Page excerpt.
Writing (and) the History of Art

Article excerpt

Writing Art History

Paul Barolsky

Language is like a cracked kettle on which we beat out tunes for bears to dance to, while all the time we long to move the stars to pity.

-Gustave Flaubert, Madame Bovary

Art-historical writing is for the most part clotted with jargon and larded with cliche, impenetrable in its density, analytic and contentious to a fault, and, worst of all, utterly predictable. Too often lugubrious, the industrialized prose of professional art history is a sorry affair. This fact is well known to some art historians and even one editor of this journal recently asked, if somewhat perfunctorily, where had "the poetry" gone from such writing? There are, of course, exceptions to this generalization of which we all have our favorite examples, but these do not provide much solace.

(Extracted data entries)

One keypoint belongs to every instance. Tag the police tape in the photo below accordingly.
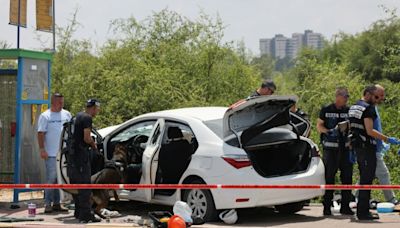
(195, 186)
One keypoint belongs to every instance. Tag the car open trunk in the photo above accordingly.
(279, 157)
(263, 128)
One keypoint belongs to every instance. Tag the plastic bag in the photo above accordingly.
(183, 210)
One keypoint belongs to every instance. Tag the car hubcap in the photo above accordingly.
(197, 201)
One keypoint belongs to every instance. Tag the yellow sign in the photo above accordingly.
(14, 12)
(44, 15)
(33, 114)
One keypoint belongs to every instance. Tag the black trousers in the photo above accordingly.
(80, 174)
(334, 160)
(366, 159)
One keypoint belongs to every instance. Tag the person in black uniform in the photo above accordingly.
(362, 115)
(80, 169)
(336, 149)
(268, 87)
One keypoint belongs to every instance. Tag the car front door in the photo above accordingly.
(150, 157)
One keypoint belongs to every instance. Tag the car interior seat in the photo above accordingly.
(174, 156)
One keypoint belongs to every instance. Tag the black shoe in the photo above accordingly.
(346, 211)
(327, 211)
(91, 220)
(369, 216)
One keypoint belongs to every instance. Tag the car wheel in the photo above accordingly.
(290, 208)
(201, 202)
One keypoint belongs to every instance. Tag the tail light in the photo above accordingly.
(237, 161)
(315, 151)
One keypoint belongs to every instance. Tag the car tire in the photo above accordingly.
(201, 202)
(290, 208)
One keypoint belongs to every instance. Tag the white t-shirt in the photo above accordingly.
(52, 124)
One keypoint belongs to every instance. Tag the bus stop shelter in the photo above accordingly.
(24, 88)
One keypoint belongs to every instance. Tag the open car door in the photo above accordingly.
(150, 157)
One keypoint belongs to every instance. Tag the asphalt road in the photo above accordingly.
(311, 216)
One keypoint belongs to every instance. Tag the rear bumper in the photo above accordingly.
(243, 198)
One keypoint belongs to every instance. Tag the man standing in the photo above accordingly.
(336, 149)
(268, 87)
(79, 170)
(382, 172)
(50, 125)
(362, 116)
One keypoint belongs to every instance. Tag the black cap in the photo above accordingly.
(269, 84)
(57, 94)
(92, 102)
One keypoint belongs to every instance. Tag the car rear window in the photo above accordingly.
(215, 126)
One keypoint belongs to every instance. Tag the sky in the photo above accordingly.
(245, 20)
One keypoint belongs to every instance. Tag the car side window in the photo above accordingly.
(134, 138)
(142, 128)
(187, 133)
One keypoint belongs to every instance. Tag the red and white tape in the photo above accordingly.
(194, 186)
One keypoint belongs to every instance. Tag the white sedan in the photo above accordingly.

Exercise aim.
Rewrite the article excerpt on art-historical writing starting with "Writing (and) the" and going on through "provide much solace.", changing "lugubrious" to "gloomy".

Problem solution.
Writing (and) the History of Art

Article excerpt

Writing Art History

Paul Barolsky

Language is like a cracked kettle on which we beat out tunes for bears to dance to, while all the time we long to move the stars to pity.

-Gustave Flaubert, Madame Bovary

Art-historical writing is for the most part clotted with jargon and larded with cliche, impenetrable in its density, analytic and contentious to a fault, and, worst of all, utterly predictable. Too often gloomy, the industrialized prose of professional art history is a sorry affair. This fact is well known to some art historians and even one editor of this journal recently asked, if somewhat perfunctorily, where had "the poetry" gone from such writing? There are, of course, exceptions to this generalization of which we all have our favorite examples, but these do not provide much solace.